*WHAT THE EXERCISE ASKS*
Can you write out the St. Brendan article again, starting with "Noted scholar searched" and going on through "the New World.", with "church" changed to "chapel" throughout?

*PAGE TEXT*
· · · · · · ·

Week of May 10, 2004


Writer sailed uncharted seas

Noted scholar searched for new lands to preach the word of God


St. Brendan -- Feast Day -- May 16


By TED FITZGERALD
Special to the WCR
Curraheen, Ireland


Attending Mass at St. Brendan's is an experience. The faithful of all ages crowd the little church and are enthusiastic in their responses, particularly when the tradition of reciting the Lord's Prayer in the Irish language is respected.

The name of the church honours a familiar saint, the ancient, seafaring monk who travelled extensively in the North Atlantic, encountering strange phenomena and possibly visiting the New World.

A sailor's mission

The narrow interior of the little church leaves little doubt about the identity of its patron. He is portrayed, the centre of a large, colourful stained glass, gothic, fa‡ade window, standing tall, ancient tiller in hand, in his little boat, swathed in robes against the sea wind.

· · · · · · ·

*LISTED RECORDS*

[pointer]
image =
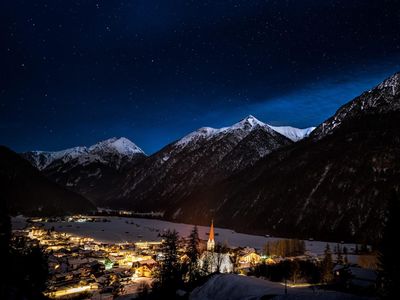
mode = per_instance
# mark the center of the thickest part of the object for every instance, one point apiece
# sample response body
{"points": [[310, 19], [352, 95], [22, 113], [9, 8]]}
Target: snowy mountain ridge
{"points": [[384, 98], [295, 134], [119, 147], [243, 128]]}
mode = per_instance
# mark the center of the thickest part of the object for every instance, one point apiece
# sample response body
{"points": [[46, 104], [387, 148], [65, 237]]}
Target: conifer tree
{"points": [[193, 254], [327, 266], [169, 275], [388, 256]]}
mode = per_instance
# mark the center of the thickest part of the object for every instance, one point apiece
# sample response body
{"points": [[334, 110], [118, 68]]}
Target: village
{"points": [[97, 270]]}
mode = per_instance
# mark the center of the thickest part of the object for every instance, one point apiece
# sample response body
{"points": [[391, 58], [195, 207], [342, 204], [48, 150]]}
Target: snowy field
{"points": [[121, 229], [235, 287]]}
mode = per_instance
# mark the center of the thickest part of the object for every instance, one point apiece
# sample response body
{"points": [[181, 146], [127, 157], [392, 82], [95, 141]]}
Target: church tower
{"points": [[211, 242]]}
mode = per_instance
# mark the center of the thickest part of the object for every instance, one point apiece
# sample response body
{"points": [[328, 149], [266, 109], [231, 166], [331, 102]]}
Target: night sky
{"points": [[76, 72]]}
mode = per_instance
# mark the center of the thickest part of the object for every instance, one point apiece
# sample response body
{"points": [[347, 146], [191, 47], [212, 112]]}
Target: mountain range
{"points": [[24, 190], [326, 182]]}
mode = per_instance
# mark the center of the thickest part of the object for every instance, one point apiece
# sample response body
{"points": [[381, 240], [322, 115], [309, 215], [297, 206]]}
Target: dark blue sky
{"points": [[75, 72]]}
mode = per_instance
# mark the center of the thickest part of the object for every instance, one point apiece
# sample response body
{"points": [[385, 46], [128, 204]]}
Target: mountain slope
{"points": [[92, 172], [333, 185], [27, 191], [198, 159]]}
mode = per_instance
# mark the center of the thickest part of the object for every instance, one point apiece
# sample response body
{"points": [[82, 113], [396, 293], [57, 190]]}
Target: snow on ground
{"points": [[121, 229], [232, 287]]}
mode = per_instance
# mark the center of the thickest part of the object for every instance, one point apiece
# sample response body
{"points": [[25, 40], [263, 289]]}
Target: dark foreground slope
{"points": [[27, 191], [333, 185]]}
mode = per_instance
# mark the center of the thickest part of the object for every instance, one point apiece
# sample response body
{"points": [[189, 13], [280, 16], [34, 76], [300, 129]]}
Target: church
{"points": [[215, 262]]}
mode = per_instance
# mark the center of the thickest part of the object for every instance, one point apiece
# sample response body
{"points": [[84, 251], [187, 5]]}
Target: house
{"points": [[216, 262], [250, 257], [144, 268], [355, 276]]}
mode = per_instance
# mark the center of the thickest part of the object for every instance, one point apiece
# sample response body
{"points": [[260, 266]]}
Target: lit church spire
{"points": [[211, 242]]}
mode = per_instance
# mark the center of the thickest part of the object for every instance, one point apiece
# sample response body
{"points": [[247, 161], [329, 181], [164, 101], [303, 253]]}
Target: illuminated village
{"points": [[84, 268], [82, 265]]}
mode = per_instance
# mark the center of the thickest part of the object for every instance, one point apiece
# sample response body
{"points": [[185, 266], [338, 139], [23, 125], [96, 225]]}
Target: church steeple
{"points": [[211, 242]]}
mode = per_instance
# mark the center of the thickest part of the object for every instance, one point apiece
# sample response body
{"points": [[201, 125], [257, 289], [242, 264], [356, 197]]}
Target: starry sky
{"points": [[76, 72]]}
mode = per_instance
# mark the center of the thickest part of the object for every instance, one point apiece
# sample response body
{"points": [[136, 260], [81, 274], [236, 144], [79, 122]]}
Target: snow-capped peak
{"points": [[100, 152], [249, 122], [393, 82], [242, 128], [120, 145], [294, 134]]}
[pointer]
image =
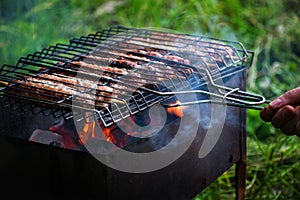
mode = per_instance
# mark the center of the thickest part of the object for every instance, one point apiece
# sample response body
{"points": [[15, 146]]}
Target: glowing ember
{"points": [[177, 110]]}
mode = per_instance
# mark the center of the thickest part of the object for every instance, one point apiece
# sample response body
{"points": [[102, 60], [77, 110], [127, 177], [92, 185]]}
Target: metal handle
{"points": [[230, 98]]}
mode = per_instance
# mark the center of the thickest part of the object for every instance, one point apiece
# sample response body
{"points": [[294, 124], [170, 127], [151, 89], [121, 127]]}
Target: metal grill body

· · · · · · ·

*RESULT OF THIS EXERCISE*
Noted scholar searched for new lands to preach the word of God


St. Brendan -- Feast Day -- May 16


By TED FITZGERALD
Special to the WCR
Curraheen, Ireland


Attending Mass at St. Brendan's is an experience. The faithful of all ages crowd the little chapel and are enthusiastic in their responses, particularly when the tradition of reciting the Lord's Prayer in the Irish language is respected.

The name of the chapel honours a familiar saint, the ancient, seafaring monk who travelled extensively in the North Atlantic, encountering strange phenomena and possibly visiting the New World.